_Direction:_
Who does the article on the Euro and Italy's political turmoil name as Italy's PM-designate?

_Excerpted passage:_
☆ ☆ ☆ ☆

Article by ForexTime
The past few days have not been kind to the Euro, which has tumbled to levels not seen since July 2017 amid the brewing political chaos in Italy.
With recent media reports stating that Italy’s PM-designate Carlo Cottarelli has simply failed to garner any support from major political parties, President Sergio Mattarella could dissolve Parliament in the coming days. The looming prospect of fresh elections potentially strengthening the position of Eurosceptic parties and resulting in a referendum on the Euro is likely to leave investors on edge. Sentiment remains bearish towards the Euro moving forward and the growing threat of a possible “Italexit” challenging the future of the European Union may spell more pain for the single currency.
It is worth noting that a depreciating Euro could somewhat support the ECB’s efforts to hit the 2% inflation target, by making exports more competitive and imports more expensive. However, signs of political instability in Europe negatively impacting growth may raise the prospect of QE rolling over into 2019.
Taking a look at the technical picture, the EURUSD remains bearish on the daily charts despite prices staging a rebound towards the 1.1600 level this morning. Previous support at 1.1600 could transform into a dynamic resistance that encourages a decline back towards 1.1450. Alternatively, a breakout above 1.1600 could invite an incline towards 1.1750.

☆ ☆ ☆ ☆

_Data excerpt:_

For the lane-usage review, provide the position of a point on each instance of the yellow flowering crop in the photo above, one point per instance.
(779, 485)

☆ ☆ ☆ ☆

_The response:_
Carlo Cottarelli